Point-based annotation data:
----

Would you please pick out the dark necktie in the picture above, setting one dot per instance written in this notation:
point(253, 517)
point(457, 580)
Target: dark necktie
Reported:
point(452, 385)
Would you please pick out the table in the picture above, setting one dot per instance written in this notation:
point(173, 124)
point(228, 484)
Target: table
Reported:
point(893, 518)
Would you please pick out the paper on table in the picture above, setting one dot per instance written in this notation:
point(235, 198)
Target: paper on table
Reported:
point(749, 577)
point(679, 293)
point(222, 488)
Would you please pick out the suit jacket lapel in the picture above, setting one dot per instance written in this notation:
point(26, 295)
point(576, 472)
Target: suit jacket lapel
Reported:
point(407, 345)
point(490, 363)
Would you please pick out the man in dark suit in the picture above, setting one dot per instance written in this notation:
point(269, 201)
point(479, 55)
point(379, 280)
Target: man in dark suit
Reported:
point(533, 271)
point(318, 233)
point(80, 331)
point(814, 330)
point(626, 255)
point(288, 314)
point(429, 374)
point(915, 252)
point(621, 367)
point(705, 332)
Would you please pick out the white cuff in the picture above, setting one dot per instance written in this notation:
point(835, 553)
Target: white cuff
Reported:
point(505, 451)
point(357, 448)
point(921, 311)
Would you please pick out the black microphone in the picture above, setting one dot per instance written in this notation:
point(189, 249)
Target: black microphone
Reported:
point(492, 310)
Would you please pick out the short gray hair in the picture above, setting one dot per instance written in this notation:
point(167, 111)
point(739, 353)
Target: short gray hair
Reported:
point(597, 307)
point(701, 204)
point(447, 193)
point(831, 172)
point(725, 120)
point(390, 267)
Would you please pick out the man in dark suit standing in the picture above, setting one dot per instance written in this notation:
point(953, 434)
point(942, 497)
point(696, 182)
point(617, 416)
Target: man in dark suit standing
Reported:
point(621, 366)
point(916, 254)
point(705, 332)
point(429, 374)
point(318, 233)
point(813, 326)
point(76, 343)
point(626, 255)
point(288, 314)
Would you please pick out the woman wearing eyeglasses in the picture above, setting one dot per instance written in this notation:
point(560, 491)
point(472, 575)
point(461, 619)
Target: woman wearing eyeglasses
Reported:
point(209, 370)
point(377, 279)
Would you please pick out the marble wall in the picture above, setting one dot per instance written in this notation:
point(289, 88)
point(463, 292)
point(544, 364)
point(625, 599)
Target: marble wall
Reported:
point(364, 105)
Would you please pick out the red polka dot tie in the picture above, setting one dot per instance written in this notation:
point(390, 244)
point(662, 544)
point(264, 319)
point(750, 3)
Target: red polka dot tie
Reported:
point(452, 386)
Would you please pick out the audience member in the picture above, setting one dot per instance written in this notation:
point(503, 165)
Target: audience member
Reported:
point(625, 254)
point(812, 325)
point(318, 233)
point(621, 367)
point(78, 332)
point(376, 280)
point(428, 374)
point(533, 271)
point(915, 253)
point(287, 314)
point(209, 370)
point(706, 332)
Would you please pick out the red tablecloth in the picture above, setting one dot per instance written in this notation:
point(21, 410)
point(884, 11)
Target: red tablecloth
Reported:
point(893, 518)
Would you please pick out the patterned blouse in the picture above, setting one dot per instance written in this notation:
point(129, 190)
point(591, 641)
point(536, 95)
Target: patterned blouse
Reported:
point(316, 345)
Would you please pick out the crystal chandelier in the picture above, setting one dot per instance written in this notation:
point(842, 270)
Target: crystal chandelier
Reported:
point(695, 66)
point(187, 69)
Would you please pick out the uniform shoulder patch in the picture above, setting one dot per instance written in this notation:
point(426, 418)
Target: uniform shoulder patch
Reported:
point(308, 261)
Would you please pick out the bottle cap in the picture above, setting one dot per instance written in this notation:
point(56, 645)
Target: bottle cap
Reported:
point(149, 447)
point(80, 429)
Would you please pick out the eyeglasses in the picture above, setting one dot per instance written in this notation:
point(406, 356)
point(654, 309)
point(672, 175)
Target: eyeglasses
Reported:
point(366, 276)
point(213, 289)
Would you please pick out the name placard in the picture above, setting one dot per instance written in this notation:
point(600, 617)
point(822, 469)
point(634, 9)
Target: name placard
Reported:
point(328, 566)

----

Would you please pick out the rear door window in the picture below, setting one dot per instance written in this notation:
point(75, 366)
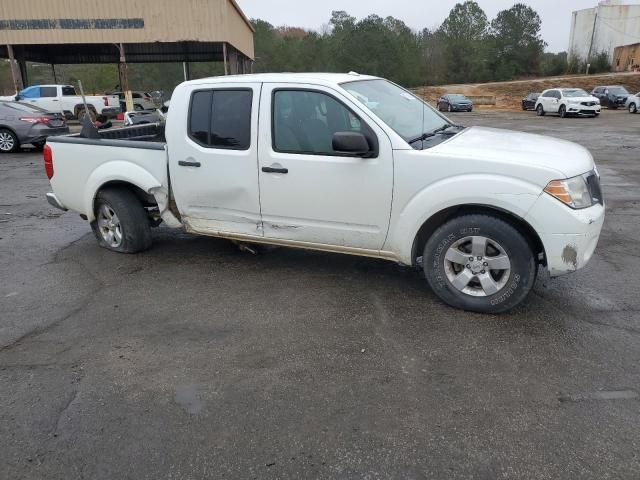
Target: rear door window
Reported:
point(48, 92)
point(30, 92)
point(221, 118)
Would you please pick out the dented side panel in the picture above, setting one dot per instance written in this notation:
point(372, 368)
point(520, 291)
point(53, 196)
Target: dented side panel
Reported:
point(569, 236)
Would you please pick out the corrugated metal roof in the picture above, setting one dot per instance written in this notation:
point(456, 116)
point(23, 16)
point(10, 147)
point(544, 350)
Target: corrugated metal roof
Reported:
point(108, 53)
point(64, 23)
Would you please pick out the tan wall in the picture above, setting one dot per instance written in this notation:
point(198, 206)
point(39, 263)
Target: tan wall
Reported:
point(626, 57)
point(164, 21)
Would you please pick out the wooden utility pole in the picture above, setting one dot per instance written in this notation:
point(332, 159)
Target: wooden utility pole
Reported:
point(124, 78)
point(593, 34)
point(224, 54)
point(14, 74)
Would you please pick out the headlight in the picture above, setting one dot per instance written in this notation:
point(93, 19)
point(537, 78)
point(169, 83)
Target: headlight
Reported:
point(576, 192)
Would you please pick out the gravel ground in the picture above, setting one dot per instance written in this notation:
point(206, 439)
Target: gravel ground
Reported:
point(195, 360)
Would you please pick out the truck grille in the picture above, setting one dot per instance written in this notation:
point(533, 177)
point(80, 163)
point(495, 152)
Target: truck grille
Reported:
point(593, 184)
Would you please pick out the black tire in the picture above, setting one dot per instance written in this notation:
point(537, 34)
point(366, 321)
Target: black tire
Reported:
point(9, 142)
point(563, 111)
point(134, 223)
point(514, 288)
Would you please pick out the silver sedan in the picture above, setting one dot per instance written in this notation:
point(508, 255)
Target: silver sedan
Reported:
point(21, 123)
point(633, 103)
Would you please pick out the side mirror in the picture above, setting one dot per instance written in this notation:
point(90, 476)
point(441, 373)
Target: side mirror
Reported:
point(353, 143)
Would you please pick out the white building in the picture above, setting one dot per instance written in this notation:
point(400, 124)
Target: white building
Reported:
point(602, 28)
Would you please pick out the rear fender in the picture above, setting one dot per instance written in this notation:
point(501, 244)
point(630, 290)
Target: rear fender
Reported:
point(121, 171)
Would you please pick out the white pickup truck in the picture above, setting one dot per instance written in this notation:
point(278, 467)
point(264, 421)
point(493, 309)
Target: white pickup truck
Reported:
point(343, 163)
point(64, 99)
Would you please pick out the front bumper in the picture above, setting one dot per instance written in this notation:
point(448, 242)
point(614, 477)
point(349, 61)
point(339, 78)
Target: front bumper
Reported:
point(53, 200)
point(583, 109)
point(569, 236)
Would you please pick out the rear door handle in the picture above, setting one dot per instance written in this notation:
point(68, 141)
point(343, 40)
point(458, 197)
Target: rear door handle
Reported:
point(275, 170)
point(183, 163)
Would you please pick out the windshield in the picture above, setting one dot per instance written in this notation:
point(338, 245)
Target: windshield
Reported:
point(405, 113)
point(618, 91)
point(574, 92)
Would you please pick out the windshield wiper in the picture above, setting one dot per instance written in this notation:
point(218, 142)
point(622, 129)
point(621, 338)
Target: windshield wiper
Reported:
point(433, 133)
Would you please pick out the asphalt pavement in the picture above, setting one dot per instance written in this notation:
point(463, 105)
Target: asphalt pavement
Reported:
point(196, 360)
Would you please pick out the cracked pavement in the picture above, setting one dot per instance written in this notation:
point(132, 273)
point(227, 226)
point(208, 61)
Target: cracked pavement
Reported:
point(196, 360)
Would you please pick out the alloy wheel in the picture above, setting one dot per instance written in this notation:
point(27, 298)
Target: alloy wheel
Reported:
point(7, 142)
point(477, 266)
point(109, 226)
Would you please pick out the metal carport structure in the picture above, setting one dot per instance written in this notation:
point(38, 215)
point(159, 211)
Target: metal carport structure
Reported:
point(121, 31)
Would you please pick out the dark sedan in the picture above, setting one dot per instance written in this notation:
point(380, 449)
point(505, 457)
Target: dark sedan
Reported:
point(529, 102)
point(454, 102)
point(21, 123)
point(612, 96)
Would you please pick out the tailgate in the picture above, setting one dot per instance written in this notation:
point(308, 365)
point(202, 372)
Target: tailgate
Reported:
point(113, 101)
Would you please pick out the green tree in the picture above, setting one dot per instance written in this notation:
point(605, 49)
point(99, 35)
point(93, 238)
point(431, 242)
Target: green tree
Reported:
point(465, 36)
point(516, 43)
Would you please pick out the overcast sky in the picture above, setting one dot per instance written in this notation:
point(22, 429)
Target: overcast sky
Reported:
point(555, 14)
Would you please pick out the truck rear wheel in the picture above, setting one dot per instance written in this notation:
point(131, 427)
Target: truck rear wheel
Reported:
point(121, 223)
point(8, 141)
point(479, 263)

----

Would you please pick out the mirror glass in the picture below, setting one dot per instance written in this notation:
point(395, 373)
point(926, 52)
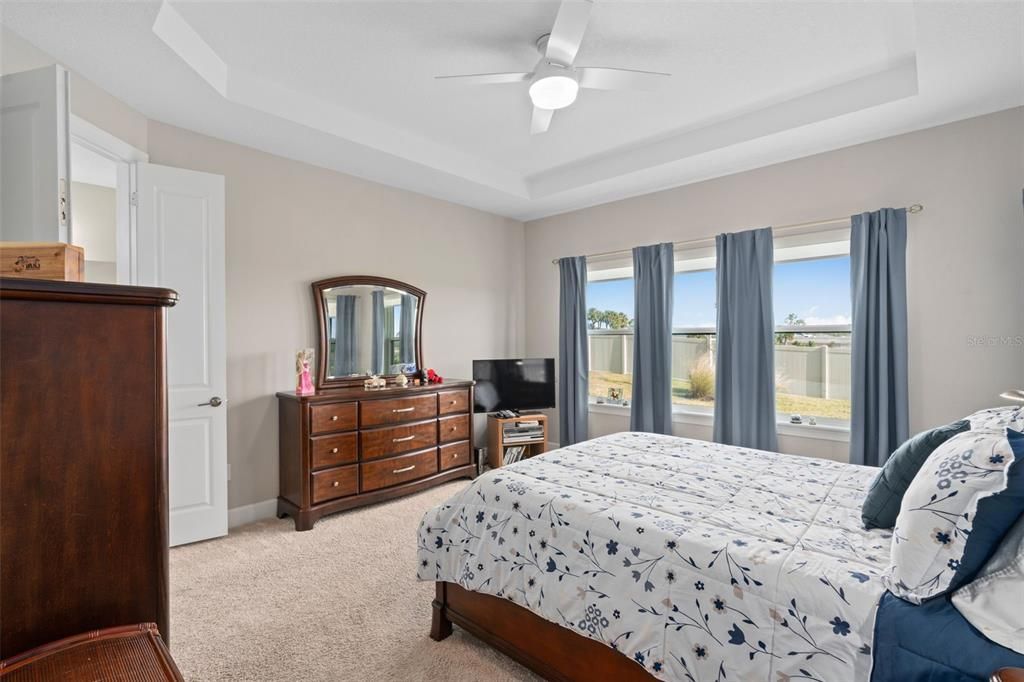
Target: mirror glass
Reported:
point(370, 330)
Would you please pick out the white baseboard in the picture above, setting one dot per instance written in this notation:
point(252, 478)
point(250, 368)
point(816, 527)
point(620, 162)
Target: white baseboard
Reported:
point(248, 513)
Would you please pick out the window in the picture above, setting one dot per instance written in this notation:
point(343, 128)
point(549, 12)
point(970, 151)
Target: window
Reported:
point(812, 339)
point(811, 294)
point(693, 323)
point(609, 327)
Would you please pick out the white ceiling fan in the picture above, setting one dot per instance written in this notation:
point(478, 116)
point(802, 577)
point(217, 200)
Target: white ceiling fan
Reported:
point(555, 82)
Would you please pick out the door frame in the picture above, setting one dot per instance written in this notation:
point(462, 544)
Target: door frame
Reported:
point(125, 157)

----

▶ **Problem**
Update everything from the line containing "Would you please pick out the dented" down to the line containing "point(64, 23)" by replacing "corrugated metal roof" with "tin roof" and leaving all else unchanged. Give only those lines.

▶ **Written response**
Would you please pick out the dented side panel in the picture above, setting one dot per instance written in this notation:
point(372, 368)
point(520, 291)
point(53, 196)
Target: dented side panel
Reported:
point(569, 236)
Would you please pick out the tin roof in the picture above, setting one dot per instance written in this notation:
point(456, 116)
point(23, 16)
point(10, 147)
point(544, 350)
Target: tin roof
Reported:
point(108, 53)
point(64, 23)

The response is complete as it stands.